Transcribe exactly the stretch of lines beginning at the one containing "In this exercise you will indicate the house" and closing with the last line of the entries below. Omit images.

§ Data records
--- BEGIN ---

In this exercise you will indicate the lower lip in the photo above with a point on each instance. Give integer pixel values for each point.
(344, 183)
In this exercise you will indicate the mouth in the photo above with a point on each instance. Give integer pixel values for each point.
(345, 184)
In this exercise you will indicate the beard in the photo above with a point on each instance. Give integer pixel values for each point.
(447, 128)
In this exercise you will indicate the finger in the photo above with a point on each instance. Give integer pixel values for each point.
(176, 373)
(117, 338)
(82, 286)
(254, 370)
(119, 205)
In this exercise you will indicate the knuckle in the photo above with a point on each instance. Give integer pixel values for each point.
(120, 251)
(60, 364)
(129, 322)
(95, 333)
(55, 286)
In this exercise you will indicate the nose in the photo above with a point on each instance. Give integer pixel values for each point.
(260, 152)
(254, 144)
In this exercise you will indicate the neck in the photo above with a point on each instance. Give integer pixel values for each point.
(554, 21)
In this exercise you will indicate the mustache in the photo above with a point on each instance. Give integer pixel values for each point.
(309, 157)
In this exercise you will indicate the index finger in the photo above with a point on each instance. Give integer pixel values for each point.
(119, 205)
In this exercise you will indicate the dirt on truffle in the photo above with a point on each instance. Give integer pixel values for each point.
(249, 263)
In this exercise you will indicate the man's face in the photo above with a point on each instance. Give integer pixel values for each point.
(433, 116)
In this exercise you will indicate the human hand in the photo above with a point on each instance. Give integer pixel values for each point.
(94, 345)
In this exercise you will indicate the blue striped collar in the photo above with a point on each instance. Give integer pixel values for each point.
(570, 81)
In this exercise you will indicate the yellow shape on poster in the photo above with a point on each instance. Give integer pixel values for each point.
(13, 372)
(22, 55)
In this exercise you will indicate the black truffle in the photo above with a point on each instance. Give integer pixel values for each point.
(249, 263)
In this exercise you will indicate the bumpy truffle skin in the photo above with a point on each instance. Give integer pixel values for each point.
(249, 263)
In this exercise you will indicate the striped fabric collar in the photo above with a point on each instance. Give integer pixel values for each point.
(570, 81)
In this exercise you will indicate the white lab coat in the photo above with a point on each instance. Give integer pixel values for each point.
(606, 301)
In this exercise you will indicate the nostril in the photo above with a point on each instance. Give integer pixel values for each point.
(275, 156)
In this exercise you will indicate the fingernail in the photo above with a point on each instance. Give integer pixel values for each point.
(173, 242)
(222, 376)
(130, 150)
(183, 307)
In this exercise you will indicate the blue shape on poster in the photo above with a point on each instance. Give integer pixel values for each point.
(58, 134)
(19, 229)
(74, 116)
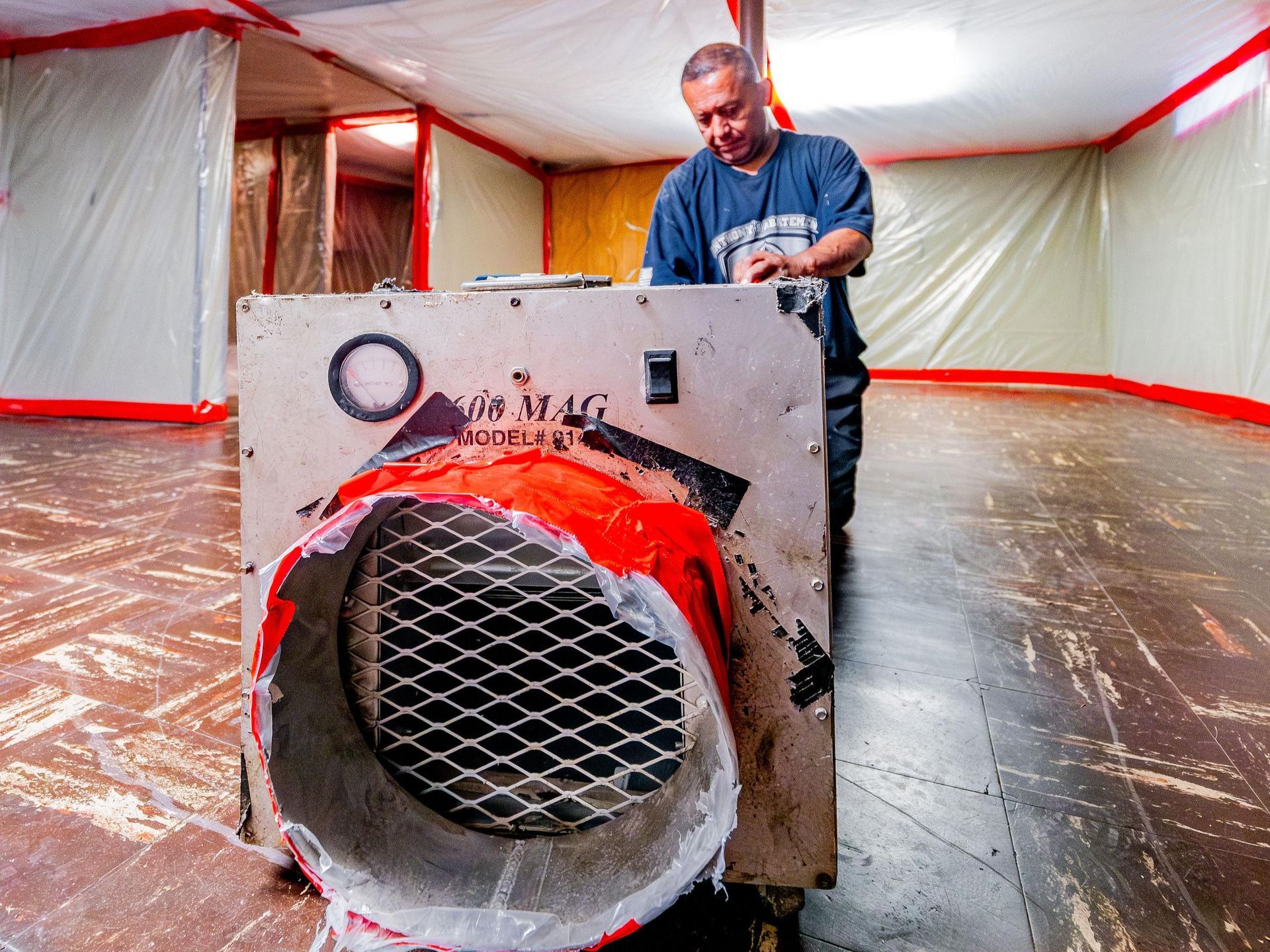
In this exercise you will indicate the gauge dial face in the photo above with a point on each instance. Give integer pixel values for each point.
(374, 377)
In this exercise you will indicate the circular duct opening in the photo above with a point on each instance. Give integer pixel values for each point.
(390, 863)
(494, 683)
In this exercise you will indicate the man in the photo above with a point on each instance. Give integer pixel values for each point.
(760, 204)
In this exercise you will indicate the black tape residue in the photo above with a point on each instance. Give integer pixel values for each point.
(814, 678)
(716, 493)
(306, 510)
(437, 422)
(803, 296)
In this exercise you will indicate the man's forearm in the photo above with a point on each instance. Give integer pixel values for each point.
(832, 257)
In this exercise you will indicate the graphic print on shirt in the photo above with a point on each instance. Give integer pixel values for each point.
(780, 234)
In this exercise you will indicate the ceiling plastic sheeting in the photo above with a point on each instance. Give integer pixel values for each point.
(37, 18)
(915, 78)
(592, 85)
(987, 262)
(897, 80)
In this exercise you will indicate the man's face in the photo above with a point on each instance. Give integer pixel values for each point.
(730, 113)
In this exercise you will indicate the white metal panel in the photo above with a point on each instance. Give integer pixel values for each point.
(1191, 254)
(752, 407)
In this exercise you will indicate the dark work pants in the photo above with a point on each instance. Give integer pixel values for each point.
(845, 382)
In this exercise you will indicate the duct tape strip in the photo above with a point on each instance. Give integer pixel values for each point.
(714, 492)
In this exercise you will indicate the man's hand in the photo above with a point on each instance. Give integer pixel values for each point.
(832, 257)
(762, 266)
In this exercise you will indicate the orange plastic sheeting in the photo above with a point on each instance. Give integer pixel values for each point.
(618, 527)
(306, 216)
(600, 219)
(249, 214)
(372, 235)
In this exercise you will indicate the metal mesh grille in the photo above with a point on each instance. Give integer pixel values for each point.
(494, 683)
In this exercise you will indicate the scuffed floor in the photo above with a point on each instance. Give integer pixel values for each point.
(1053, 687)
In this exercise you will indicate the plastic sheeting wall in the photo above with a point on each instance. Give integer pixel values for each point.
(1191, 254)
(992, 262)
(600, 220)
(486, 215)
(372, 237)
(113, 270)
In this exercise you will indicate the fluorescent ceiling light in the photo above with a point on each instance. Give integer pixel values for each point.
(394, 134)
(880, 66)
(1238, 84)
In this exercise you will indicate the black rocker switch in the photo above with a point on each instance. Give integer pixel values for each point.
(661, 377)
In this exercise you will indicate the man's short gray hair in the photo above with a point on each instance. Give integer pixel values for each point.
(718, 56)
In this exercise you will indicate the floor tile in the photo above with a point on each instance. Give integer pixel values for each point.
(902, 635)
(1091, 888)
(913, 858)
(913, 724)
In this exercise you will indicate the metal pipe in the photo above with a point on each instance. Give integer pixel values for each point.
(749, 23)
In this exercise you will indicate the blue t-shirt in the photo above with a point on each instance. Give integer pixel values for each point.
(709, 216)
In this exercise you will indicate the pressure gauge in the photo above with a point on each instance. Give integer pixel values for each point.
(374, 377)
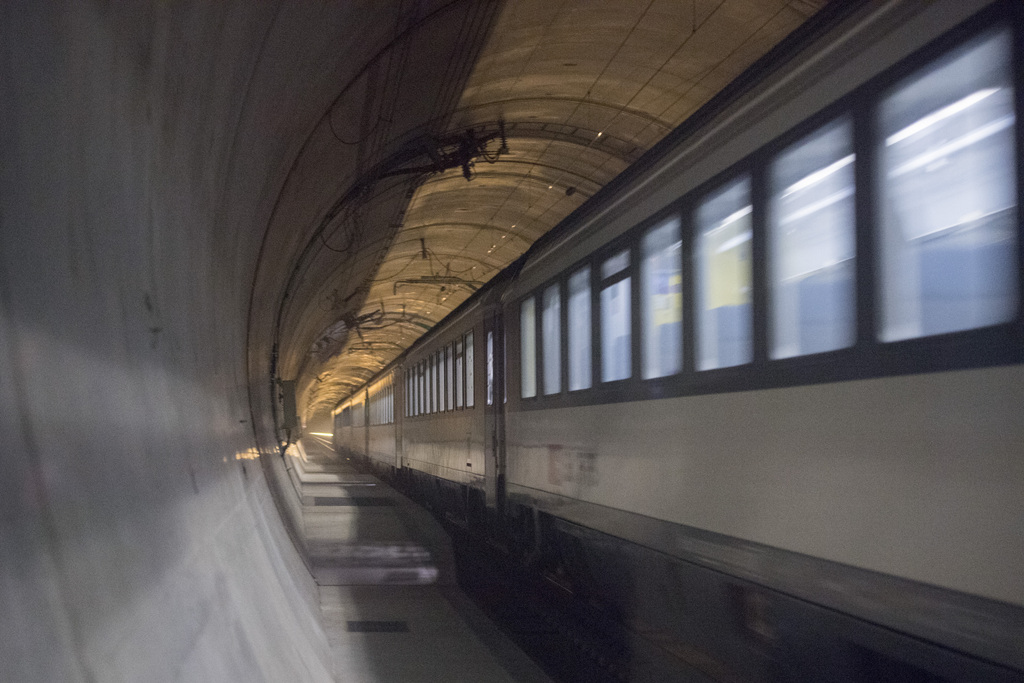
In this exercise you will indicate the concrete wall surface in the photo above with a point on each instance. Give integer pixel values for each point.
(141, 148)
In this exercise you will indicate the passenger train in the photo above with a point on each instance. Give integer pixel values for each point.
(763, 393)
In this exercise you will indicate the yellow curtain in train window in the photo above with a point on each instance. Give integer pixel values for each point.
(667, 307)
(728, 259)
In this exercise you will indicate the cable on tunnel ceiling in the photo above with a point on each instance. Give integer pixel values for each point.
(568, 118)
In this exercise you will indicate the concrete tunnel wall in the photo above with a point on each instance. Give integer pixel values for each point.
(142, 150)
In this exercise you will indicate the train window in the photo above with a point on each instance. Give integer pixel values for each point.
(947, 239)
(441, 381)
(662, 300)
(432, 393)
(423, 387)
(723, 283)
(491, 368)
(579, 332)
(449, 382)
(551, 338)
(615, 311)
(470, 397)
(812, 244)
(460, 375)
(616, 263)
(438, 380)
(527, 345)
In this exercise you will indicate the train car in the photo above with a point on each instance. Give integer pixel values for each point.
(763, 392)
(442, 426)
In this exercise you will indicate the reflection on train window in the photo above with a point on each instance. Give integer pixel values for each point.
(662, 300)
(947, 186)
(615, 310)
(527, 345)
(423, 387)
(460, 375)
(616, 263)
(723, 283)
(811, 244)
(551, 318)
(433, 383)
(470, 400)
(491, 368)
(441, 381)
(439, 357)
(579, 330)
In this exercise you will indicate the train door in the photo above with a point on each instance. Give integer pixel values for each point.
(494, 408)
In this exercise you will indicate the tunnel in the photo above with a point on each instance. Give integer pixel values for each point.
(218, 220)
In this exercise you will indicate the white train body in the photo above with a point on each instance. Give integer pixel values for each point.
(881, 477)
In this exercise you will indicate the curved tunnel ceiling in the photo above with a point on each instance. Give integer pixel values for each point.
(377, 244)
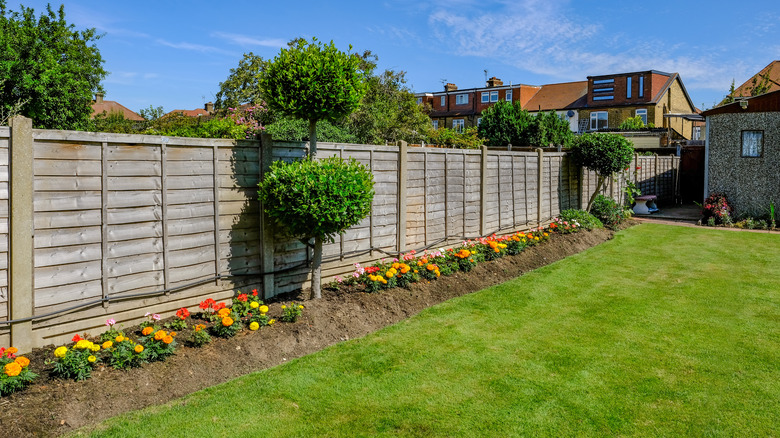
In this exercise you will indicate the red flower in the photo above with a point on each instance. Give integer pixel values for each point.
(183, 313)
(206, 304)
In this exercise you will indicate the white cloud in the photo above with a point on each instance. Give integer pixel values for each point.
(245, 40)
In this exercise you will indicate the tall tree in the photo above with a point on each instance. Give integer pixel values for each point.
(50, 66)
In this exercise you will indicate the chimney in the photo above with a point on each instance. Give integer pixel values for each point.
(494, 82)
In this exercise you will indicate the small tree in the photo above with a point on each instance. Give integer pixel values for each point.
(605, 154)
(317, 199)
(313, 82)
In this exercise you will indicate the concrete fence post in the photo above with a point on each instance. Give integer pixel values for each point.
(20, 252)
(483, 193)
(403, 170)
(266, 224)
(539, 185)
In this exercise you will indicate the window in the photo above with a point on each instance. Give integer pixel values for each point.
(752, 143)
(643, 114)
(628, 87)
(598, 120)
(457, 125)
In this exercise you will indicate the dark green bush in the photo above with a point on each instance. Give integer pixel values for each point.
(585, 219)
(607, 211)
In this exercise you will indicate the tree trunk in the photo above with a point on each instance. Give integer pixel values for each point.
(596, 193)
(316, 269)
(312, 139)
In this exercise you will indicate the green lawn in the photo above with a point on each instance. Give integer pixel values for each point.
(663, 331)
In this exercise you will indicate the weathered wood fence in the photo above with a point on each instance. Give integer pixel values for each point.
(96, 226)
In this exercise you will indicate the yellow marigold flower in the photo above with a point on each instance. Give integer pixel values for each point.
(12, 369)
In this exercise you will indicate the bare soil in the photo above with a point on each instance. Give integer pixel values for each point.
(52, 406)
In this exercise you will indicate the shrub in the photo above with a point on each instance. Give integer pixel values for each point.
(607, 211)
(716, 209)
(582, 217)
(14, 371)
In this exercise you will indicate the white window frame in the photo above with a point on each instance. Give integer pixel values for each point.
(458, 125)
(643, 114)
(595, 119)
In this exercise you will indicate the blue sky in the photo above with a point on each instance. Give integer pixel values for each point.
(174, 54)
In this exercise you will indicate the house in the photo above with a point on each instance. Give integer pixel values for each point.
(206, 111)
(100, 106)
(600, 103)
(768, 79)
(742, 153)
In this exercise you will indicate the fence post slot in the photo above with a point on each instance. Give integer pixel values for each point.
(403, 168)
(20, 252)
(266, 225)
(539, 185)
(483, 193)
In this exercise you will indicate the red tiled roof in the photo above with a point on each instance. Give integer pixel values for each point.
(109, 106)
(559, 96)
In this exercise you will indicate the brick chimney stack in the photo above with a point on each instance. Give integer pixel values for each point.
(494, 82)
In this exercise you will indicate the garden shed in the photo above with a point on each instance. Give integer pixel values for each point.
(742, 153)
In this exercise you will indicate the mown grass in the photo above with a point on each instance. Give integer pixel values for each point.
(663, 331)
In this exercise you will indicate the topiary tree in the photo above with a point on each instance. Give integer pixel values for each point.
(317, 199)
(605, 154)
(313, 82)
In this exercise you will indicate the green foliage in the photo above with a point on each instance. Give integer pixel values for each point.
(319, 198)
(291, 313)
(49, 67)
(468, 139)
(313, 81)
(242, 85)
(607, 211)
(291, 129)
(506, 123)
(582, 217)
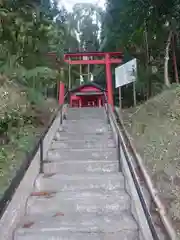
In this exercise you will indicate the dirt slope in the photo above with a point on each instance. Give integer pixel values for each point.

--- END ---

§ The output
In this exercise you will indicate the house in the photo above with a point on each instance. Give integer pixel values for each point.
(206, 111)
(100, 106)
(600, 103)
(768, 79)
(742, 153)
In this exercise you will indicate the fence post slot in the photo above with a point on each instance. Give integer pixel values for each point.
(403, 168)
(20, 252)
(266, 225)
(539, 185)
(483, 193)
In this exercise you will indicate the red tiled roof in the photo above with a point on each instance. Give integer pixel values for each point.
(109, 106)
(559, 96)
In this exercise you will indicate the brick chimney stack in the photo above with a point on each instance. Give integer pixel values for each point.
(494, 82)
In this exercise you will indicate the garden shed in the photo above with a point on each instance. Give integer pixel values for each point.
(742, 153)
In this exercise you will indicate the mown grass in the photo above with a point on each instance. Give integer pixel values for each point.
(663, 331)
In this exercise you will indicate the topiary tree in the photo above with a point on each instance. Give integer pixel values for each point.
(317, 199)
(605, 154)
(313, 82)
In this exercise you will indicate the green foliage in the photo above with a point on each instance. Give integer pixel values for each point.
(319, 198)
(291, 313)
(49, 67)
(468, 139)
(313, 81)
(242, 85)
(607, 211)
(291, 129)
(506, 123)
(582, 217)
In this exercise you will indicate the dirt slope in the photo above with a point on each instance. Give integer pixel values for each point.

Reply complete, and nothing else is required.